## QUOTED TEXT
● ● ● ● ● ● ●
Listening: "Little Plastic Castle" by Ani DiFranco.

Oy vevoy. This day. You don't know from days.

So Peter stayed up all night writing, which is my goal, really, as I want him to progress on his art. However, when, after catastrophically good sex (which I might describe one day, but I don't like seeing people weep, so hey...not arrogance, y'all, but truth), one's boy bails to write and then, when one wakes at 12:30 PM, announces that he's sleepy, one tends to get a little cranky. Especially when one has just gotten out of bed and is wide awake. We talked this through at length, which makes me think I'm turning into a yenta, but Christ, I have to make sure that what I want for him doesn't maintain my own depression. It's a delicate balance.

So we went to Limerick's, a local Irish pub, and discussed, at length, and largely in analogies, a metaphor he had used to describe his approach to things. We ended up arguing theology and whether or not God had created Eve in his image or only Adam. Typical Leigh and Peter fare. We play chess every night, we smoke like fiends, we speak in word problems...we spend the rest of the time smooching and designing matching coat of arms tattoos. See? Typical.

But he's asleep now, and I'm wide awake on a Sunday and drinking. Yip. So I called Danby, and we talked for a while. I called Austin, and left voice mail. I sat and stared at the computer screen and wondered what the hell I'm doing here.
● ● ● ● ● ● ●
## INFORMATION PROVIDED
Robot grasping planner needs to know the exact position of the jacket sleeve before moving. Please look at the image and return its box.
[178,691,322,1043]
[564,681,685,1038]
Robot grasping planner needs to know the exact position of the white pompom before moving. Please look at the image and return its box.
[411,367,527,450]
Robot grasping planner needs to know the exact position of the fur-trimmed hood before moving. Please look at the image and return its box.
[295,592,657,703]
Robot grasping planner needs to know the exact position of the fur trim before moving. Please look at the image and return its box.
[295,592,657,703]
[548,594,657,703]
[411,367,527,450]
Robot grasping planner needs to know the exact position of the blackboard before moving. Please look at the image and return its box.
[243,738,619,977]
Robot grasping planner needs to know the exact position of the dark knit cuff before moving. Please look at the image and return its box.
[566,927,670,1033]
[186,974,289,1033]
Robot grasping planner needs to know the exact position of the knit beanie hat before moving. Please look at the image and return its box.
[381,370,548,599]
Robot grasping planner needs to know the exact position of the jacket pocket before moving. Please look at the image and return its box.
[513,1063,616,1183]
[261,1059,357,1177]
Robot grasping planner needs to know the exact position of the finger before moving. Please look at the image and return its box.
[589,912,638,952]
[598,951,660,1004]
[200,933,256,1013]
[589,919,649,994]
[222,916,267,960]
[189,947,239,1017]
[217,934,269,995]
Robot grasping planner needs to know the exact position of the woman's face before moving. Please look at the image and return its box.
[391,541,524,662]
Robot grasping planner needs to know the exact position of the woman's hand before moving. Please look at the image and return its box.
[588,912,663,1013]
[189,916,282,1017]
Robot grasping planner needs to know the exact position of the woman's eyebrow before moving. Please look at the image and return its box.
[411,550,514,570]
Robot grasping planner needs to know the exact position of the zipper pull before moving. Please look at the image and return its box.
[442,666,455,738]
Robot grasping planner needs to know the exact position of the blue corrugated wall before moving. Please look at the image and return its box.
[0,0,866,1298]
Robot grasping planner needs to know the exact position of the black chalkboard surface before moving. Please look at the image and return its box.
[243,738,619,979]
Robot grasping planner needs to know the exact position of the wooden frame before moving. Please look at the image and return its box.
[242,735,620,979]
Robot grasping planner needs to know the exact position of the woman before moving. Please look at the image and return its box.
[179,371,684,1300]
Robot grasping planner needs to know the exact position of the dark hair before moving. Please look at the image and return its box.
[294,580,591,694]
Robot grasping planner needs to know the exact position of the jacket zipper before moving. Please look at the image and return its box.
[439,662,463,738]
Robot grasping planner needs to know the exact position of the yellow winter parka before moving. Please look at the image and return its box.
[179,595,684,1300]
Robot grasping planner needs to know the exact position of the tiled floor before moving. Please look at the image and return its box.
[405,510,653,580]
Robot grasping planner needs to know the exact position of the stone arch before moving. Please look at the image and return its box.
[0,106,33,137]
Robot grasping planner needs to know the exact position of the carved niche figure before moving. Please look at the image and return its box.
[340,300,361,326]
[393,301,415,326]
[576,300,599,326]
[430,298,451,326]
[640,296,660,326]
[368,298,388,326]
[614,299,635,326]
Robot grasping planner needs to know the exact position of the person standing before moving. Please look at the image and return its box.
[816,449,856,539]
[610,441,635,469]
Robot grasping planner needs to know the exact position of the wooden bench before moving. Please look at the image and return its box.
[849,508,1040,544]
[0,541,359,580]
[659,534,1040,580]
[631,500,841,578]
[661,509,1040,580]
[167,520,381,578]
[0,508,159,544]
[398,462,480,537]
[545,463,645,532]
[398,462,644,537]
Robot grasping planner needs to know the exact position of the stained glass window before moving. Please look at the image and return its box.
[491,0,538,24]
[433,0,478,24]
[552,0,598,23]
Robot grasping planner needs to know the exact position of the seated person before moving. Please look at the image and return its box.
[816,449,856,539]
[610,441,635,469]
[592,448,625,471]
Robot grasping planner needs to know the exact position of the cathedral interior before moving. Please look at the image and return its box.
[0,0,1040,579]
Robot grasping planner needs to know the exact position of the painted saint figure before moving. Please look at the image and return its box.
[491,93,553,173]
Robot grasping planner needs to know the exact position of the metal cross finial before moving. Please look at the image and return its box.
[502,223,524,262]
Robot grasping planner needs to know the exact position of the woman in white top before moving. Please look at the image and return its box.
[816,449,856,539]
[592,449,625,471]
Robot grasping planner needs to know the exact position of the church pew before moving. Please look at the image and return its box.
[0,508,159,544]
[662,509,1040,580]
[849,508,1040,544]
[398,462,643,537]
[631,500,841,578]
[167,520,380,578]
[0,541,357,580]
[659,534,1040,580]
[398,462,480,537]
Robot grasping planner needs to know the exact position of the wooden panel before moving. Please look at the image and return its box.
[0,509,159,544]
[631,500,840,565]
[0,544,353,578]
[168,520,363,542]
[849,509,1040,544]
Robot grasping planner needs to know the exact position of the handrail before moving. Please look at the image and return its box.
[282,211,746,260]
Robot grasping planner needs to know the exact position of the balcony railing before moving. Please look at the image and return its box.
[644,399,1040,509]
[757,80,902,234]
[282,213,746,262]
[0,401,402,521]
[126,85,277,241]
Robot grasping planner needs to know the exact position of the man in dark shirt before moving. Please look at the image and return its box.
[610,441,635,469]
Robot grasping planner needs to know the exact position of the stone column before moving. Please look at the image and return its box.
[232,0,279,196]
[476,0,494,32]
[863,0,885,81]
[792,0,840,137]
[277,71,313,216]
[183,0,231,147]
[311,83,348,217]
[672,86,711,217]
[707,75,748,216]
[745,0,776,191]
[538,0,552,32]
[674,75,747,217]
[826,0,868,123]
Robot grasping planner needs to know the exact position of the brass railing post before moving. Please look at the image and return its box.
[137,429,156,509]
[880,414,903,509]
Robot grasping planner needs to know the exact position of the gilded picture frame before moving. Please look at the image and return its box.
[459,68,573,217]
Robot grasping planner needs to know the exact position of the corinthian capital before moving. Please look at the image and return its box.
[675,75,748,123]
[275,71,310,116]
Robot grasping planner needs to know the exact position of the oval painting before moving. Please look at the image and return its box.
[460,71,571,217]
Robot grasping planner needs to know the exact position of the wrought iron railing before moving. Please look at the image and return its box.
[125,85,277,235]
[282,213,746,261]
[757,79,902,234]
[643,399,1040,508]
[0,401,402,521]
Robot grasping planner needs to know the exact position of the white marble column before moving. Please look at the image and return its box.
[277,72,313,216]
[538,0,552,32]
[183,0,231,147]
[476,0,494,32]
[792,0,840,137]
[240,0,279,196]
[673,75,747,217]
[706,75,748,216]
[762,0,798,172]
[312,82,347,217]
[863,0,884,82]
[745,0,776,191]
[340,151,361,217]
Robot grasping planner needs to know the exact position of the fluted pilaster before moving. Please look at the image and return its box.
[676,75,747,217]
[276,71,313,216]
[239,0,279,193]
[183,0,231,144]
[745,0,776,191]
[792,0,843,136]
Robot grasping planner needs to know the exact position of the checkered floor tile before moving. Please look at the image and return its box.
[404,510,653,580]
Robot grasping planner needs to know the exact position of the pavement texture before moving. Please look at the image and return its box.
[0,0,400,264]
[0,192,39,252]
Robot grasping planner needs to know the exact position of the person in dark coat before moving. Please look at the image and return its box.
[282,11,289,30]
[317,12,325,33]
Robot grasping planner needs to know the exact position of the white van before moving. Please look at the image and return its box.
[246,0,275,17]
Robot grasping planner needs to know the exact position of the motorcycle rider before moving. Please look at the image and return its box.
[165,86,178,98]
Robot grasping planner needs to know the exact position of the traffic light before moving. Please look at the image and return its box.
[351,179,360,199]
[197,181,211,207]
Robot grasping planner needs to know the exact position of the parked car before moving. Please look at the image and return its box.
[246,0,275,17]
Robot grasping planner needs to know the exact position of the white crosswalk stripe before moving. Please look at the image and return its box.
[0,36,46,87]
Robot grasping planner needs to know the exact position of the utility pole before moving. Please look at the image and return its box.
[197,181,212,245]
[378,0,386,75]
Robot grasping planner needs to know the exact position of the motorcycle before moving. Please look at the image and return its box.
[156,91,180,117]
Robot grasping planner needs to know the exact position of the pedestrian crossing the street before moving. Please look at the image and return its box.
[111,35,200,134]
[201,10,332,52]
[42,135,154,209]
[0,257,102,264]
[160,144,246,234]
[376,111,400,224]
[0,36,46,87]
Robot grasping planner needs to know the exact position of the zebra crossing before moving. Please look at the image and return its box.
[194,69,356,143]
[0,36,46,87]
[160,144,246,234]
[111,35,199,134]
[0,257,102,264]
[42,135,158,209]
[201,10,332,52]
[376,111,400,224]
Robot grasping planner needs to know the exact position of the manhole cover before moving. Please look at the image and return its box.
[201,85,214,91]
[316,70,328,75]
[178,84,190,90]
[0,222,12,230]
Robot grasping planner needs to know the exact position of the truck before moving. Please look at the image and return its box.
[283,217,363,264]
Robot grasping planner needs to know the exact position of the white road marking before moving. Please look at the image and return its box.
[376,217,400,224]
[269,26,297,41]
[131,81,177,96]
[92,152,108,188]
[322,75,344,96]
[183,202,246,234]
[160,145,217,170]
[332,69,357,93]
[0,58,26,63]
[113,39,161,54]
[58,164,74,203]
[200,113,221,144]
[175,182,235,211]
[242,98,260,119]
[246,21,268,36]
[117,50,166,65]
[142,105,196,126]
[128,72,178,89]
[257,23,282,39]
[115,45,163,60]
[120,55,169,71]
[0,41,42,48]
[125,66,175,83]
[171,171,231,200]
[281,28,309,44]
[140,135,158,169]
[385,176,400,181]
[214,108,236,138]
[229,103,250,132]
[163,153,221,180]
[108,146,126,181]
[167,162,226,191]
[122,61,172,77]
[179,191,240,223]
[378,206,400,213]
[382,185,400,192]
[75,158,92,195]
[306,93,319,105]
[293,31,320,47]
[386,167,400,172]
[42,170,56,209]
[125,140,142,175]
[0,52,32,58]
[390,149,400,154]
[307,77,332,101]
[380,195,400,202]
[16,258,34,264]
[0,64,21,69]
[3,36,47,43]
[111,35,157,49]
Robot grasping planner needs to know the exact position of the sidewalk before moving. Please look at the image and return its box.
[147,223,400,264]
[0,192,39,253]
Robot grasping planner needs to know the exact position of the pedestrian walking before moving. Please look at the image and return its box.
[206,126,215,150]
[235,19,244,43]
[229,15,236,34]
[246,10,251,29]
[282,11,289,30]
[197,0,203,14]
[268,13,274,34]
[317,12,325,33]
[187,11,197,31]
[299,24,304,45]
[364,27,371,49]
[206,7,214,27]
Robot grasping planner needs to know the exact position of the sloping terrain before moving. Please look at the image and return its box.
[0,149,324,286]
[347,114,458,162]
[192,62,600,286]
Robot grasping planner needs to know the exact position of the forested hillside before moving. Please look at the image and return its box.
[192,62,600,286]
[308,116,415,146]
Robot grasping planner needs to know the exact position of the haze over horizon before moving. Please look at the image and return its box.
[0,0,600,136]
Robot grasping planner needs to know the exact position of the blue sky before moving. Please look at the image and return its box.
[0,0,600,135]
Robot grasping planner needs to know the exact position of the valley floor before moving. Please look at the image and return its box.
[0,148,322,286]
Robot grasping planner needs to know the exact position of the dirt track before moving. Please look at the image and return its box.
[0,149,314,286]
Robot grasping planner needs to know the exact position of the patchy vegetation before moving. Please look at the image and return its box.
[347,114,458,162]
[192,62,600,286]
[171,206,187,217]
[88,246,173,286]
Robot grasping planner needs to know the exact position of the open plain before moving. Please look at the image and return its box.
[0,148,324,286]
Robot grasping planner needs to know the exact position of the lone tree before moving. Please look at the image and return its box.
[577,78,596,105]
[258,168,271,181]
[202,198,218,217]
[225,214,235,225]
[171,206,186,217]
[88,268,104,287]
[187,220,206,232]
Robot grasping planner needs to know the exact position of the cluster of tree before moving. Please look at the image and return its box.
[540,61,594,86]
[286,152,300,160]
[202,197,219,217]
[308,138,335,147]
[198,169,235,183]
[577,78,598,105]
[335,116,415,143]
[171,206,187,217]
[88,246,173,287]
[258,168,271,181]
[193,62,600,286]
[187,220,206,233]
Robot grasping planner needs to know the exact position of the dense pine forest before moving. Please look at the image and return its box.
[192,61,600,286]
● ● ● ● ● ● ●
## TASK A
In the journal entry about Peter, why did the writer get cranky on waking at 12:30 PM? Answer in one to three sentences.
## TASK B
According to the journal entry about Peter, what kind of place is Limerick's?
## TASK C
Write a continuation of the journal entry about Peter, starting after its final sentence.

## WRITTEN REPLY A
After a night together, Peter had left to write. When the writer woke at 12:30 PM, fully awake, he announced that he was sleepy.

## WRITTEN REPLY B
A local Irish pub.

## WRITTEN REPLY C
See, I'm not supposed to be here, not this way. I'm supposed to be the wild girl who'll never settle down, who always wants just a little more, and, well, I don't. I'm happy. I'm satisfied. I want nothing, really, more. I am sated, in a way, and I feel very oddly in that position.

And so for you, I came across the tracks
Ten miles above the limit and with no seatbelt
And I'd do it again.

What happens when the wild girl is forced to admit that she's in love, bound inextricably by her heart and soul and skin and breath to another being who is finite and fallible and everything she swore she'd never bind herself to again? I'll tell you. She falls the fuck apart. She gets scared and paranoid and uneasy. She becomes her mother and belabors the minutest point, because her entire self is held in the balance of one subtlety versus another. She becomes everything she was always terrified of becoming. And she has to deal with that. She has to deal with her fears, her flaws, her shortcomings, and her pettiest concerns. She has to face the fact that she can no longer believe that she can walk away without being irrevocably damaged. She can no longer dismiss someone without a backward glance.

She could never dismiss him. Everything she built on will lays at this person's feet. She could draw a gun on him for that presumption--to be that beautiful, that self-aware--but when he did the same to her (as she would have expected him to do), she'd only love him more. Is that what love is, in the end? Two people in the perpetual John Woo double-draw scenario? And does anyone really believe that, in that moment, those two people couldn't move just slightly and fall into each other's arms? Hate and love, really, are simply semantic in their differences.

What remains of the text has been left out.